Repeat the data below word for word.

=== Section Start ===

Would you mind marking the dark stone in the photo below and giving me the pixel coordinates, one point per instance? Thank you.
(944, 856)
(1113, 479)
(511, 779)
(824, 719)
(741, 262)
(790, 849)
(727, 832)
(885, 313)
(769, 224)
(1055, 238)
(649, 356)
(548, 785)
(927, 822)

=== Section End ===

■ The completed task:
Would you mind marking the dark stone in the photo below and giving me the pixel coordinates, one point per instance? Thank you.
(944, 856)
(1113, 479)
(511, 779)
(824, 719)
(741, 262)
(790, 849)
(727, 832)
(885, 313)
(769, 224)
(1055, 238)
(649, 356)
(548, 785)
(927, 822)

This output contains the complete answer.